Luckily there are other options in the area when it comes to seeing seabirds. Much of the Northern coast of Scotland is blessed with high cliffs although most are remote and accessible only by walking many miles. For the less willing to yomp over miles of moorland, there is Duncansby Head near John o' Groats which lies around ten miles from Dunnet Head so we made our way there. Unfortunately many other folk had obviously had the same idea and the road up to the lighthouse was akin to an Oxfordshire highway, loaded as it was with other road users. The parking area was just a couple of camper vans short of chaotic gridlock, vehicles were strewn everywhere. Duncansby Head, on the face of it, looks very similar to Dunnet Head but it doesn't feel quite the same. I guess the road closure at Dunnet had deflated my balloon somewhat and I struggled to raise the enthusiasm as we walked along the clifftops. I tried to make the best of it however, and if you love Fulmars, as I do, then Duncansby Head isn't so bad because there are Fulmars everywhere. I'd never seen so many in one place before.


Fulmar (Fulmarus glacialis)


The cliffs house the usual species but they are more difficult to see owing to the viewpoints being less handy. We did find our first Razorbills of the year, along with Guillemots and Puffins. I resisted the urge to take loads more photos.

Puffin (Fratercula arctica)


Rock Doves were on the cliffs in good numbers. The consensus nowadays though is that in the UK pure Rock Doves are only found on Skye and on the Outer Hebrides but I was happy to add them to the year list. We had a day out scheduled to Skye later in the week so would hopefully see some "real" ones there anyway.


Rock Dove (Columba livia)


A Rock Pipit had a nest secreted right next to one of the busy footpaths. This could either be regarded as a wise decision because the presence of people would keep potential predators at bay, or an unwise one since the young in the nest wouldn't get fed so regularly. After watching the Pipit stood on a fence post noisily scolding everything and everyone that passed close by, I surmised that its mate must have been sat on eggs because the sentry wasn't interested in delivering any food yet.


Rock Pipit (Anthus petrosus)


Hooded Crows are handsome and intelligent birds. They are also, like the rest of their family, cunning and capable of much wrong-doing. The ones here appeared satisfied picking through the sheep pastures for insects and the like. When they have their own chicks then they will become more interested in other food sources. I added a few flight shots to my holiday portfolio although the heat shimmer of what had turned into a warm and sunny day on the cliffs didn't help at all.

Hooded Crow (Corvus cornix)

● DESCRIPTION OF THE TASK
Continue the account of seabird watching at Duncansby Head from the point where it stops. The records that come next are drawn from a separate source.

● SUPPLIED ENTRIES
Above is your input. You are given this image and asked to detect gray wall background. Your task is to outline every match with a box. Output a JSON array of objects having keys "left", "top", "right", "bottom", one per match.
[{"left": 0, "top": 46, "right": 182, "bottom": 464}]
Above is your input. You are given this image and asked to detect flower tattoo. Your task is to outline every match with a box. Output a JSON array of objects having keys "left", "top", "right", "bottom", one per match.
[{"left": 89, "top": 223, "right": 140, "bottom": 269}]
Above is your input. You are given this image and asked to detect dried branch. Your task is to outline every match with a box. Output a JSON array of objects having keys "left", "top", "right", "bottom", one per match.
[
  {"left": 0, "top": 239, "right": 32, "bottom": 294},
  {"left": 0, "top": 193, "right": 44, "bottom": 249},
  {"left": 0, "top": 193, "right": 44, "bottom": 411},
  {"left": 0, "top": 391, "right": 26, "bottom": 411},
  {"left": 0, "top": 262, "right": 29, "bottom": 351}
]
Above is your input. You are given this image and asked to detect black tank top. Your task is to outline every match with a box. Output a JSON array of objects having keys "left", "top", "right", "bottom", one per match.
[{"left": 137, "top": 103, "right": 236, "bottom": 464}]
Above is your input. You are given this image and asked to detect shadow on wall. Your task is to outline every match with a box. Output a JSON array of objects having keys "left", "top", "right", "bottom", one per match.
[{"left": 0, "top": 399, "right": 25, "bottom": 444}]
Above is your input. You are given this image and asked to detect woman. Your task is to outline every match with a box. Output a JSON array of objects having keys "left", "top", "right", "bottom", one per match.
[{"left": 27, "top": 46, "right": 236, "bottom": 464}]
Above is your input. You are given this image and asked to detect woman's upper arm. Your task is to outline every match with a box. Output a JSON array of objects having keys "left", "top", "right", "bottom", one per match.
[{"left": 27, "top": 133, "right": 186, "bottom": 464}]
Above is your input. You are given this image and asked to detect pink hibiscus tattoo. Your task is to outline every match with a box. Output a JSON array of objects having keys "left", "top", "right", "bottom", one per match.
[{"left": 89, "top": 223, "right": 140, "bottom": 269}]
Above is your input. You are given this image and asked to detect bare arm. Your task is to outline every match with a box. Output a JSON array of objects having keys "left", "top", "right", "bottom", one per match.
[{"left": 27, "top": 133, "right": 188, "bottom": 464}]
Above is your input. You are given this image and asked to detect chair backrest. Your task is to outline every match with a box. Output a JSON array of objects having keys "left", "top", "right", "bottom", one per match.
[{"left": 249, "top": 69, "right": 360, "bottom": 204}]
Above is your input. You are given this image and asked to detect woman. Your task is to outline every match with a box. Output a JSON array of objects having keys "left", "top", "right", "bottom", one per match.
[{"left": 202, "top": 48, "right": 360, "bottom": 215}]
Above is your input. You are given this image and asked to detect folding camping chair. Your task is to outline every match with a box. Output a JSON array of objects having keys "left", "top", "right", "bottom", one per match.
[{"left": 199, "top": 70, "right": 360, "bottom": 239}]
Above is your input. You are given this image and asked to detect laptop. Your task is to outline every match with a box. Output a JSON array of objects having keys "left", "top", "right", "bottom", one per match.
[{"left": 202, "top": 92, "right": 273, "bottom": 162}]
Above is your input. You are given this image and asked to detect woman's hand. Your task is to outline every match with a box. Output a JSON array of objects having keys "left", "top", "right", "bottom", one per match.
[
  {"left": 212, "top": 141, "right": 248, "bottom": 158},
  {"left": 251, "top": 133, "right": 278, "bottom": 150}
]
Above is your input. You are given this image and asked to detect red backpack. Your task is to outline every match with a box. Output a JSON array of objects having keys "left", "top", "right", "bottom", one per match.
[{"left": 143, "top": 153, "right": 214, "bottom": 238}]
==
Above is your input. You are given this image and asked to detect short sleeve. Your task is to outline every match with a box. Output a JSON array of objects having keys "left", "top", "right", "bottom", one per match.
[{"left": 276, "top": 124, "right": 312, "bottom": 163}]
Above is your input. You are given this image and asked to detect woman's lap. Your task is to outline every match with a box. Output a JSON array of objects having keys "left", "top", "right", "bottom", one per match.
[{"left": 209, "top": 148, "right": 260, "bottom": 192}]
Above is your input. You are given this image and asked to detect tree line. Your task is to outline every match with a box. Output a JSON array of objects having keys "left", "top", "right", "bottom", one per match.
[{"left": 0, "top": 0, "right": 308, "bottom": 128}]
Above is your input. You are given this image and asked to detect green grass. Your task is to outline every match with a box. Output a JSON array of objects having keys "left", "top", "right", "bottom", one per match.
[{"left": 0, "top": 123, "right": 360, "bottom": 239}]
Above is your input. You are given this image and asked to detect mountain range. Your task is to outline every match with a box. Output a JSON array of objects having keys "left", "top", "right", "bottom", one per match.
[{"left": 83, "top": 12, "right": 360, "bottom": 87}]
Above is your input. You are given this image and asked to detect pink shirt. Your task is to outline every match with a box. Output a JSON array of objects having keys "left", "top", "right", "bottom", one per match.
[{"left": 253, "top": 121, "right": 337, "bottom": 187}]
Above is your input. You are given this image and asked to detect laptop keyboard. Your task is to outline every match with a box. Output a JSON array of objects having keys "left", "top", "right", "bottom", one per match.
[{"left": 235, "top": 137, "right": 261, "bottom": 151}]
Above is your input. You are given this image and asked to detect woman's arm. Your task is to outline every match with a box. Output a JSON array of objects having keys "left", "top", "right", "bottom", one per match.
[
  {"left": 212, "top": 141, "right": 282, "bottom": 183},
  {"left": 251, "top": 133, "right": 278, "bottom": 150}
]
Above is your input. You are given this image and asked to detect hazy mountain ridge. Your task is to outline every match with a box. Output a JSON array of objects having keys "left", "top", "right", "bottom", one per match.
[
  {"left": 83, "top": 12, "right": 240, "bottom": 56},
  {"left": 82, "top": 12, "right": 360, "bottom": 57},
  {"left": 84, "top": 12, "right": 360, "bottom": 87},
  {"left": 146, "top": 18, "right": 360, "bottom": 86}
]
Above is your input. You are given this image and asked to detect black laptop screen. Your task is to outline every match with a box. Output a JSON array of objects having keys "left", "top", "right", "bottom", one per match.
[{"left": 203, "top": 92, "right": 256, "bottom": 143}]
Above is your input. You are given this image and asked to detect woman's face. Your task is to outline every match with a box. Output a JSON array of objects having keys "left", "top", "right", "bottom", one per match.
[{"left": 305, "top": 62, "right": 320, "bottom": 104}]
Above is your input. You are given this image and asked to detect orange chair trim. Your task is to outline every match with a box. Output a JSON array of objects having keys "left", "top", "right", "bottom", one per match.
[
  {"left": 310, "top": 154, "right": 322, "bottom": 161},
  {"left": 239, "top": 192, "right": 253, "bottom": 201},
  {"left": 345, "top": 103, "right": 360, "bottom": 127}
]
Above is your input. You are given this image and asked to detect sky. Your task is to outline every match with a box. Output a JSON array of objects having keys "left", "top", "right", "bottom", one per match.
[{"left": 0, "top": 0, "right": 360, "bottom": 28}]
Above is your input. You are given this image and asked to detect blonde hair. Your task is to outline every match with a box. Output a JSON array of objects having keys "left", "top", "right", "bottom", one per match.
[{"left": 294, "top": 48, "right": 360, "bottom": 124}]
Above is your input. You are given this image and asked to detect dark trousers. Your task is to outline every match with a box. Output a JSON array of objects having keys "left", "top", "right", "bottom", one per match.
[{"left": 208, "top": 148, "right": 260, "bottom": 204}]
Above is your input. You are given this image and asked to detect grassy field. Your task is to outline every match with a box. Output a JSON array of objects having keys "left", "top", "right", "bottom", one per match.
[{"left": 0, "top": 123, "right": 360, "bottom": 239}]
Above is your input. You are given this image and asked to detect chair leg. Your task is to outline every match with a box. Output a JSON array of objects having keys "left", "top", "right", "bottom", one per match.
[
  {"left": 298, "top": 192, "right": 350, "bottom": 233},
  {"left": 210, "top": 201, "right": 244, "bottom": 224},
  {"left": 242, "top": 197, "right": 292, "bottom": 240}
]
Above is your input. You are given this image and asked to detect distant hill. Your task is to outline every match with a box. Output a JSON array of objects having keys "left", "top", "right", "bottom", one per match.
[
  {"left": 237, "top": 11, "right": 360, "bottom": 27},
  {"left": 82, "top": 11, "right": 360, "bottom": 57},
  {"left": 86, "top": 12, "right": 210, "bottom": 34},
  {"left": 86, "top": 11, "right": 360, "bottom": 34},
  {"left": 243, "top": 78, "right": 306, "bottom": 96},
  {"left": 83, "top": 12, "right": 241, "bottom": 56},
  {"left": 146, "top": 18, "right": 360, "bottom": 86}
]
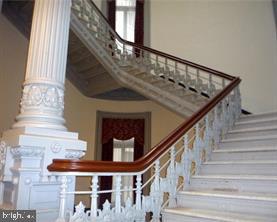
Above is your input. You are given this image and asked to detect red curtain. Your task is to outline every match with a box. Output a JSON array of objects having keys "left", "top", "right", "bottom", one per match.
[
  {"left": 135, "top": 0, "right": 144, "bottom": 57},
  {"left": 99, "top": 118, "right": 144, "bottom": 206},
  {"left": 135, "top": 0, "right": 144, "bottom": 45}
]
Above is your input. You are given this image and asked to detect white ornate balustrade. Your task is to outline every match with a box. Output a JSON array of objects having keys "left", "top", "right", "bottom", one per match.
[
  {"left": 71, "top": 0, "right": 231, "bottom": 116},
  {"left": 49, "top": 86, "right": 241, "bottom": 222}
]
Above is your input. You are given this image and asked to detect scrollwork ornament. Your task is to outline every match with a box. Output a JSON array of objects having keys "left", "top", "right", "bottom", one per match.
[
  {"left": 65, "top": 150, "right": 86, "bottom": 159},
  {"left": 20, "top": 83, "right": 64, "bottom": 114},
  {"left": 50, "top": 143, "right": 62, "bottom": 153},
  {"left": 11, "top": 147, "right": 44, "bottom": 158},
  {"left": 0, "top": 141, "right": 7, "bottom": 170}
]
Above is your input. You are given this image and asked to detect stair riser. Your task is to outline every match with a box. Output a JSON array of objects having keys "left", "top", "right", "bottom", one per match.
==
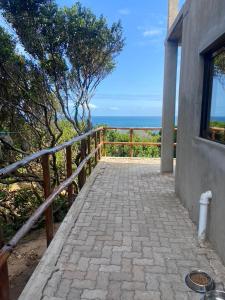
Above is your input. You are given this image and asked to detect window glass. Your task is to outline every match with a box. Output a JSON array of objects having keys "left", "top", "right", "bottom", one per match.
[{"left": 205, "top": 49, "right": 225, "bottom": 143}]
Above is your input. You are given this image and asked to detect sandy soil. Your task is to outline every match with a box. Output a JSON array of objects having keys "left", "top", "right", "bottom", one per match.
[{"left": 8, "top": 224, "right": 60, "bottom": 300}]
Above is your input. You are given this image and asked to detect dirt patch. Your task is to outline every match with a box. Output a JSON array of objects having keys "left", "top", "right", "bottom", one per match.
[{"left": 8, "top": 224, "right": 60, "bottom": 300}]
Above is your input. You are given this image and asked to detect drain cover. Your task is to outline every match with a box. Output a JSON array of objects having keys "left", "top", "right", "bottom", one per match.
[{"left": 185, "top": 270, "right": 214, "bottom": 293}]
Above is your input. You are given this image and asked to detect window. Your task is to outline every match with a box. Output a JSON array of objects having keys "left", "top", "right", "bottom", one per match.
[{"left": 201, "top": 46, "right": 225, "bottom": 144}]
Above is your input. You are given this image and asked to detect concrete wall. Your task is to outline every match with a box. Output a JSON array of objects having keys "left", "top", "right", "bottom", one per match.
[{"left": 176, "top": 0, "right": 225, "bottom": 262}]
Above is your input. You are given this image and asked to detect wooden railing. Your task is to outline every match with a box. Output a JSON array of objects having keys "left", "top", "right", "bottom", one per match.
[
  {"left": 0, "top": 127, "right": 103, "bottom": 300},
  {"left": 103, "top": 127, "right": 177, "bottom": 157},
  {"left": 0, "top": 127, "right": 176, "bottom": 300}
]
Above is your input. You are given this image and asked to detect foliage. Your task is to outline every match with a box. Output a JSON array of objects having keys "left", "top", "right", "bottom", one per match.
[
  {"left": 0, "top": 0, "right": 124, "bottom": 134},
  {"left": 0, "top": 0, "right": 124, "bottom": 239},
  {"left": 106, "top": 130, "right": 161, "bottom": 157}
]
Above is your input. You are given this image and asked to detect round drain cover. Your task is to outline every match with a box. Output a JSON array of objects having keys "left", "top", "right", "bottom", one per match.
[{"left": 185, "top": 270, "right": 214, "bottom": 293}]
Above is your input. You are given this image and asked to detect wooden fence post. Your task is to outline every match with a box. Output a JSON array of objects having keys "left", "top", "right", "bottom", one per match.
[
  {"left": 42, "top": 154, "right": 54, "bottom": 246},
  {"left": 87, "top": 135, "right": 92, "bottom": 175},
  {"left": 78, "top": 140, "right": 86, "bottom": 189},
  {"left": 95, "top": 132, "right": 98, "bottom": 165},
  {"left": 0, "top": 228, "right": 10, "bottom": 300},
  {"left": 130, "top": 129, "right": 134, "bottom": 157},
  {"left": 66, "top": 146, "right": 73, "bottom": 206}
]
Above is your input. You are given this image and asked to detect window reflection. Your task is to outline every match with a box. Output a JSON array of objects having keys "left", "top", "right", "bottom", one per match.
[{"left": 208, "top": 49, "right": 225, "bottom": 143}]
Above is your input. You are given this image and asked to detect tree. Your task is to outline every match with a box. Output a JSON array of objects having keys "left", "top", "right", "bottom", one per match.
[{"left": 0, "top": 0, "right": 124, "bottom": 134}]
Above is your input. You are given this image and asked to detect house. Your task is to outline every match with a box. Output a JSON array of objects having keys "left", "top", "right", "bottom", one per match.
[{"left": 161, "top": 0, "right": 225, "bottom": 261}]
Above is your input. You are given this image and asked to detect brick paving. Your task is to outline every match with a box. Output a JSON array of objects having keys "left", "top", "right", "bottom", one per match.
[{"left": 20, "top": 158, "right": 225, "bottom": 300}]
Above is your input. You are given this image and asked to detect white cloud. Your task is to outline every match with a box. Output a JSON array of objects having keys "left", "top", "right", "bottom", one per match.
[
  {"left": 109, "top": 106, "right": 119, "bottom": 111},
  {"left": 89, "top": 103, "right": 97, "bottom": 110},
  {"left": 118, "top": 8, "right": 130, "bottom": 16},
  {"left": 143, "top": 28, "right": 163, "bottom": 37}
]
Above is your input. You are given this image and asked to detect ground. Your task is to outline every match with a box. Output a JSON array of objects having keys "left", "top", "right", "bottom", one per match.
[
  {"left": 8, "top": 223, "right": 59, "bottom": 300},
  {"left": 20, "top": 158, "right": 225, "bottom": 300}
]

● FINAL ANSWER
It was getting too busy for our liking and the carpark was in danger of disappearing under the sheer weight of cars, vans and motorcycles, so we chose to leave, we had to for our sanity. Crucially we hadn't had any sign of any Skuas, the birds we had most wanted to see on this trip so we headed back to Dunnet Bay and to the pier at Dwarwick feeling a little bit deflated. There we unpacked our picnic lunch and I erected the scope so that I could scan the bay. Instantly I noticed a Diver, a long way out, but clearly a large Diver species. It looked like a Great Northern Diver in non-breeding plumage except something didn't quite fit. Now, I admit that I'm not the best at identifying Divers in plumages other than full adult but I've seen quite a few juvenile Great Northern Divers and this bird lacked the obvious white notch that I always look for and that Great Northern's generally have. I checked my Collins App on my phone and realised that I was probably looking at a White-billed Diver. I looked back through the scope but couldn't relocate the bird. Knowing that it had probably just dived under the water, I waited for it to resurface, except it didn't. Somehow the Diver had managed to disappear. So, and because I was far from confident of the identification, I filed it as "one that got away".

Black Guillemots swimming in fairly close to the small pier were easy to see and identify. I like birds that are named as "it says on the tin" and Black Guillemots are just that, they are black and white and they are Guillemots. Mind you, what's a Guillemot supposed to do or look like?. And come to think of it why aren't they called Black and White Guillemots? Anyway they're smart birds and on good views they also have fabulous bright red feet and an equally bright red gape to the bill. There were as many as seven of the birds in the bay.




Black Guillemot (Cepphus grylle)


There were also (Common) Guillemots in the bay and I spotted one with a fish, striking much the same pose as one I saw from the Puffin Cruises boat on our trip to Coquet Island a few days before (see here).

Guillemot (Uria aalge)

 

We continued with our lunch, soaking up the beautiful surroundings as well as the fine weather. We had sat at this same spot in the winter once, when the conditions had been far less amiable, and had seen a Little Auk swimming fairly close in shore. This time I spotted a larger bird, it was another Diver, not the big hulking bird that I'd noticed way out in the bay earlier, but a much more slender Red-throated Diver which, judging by the fact it did a wing flap, had just flown in to the bay. I secured a quick record shot.

Red-throated Diver (Gavia stellata)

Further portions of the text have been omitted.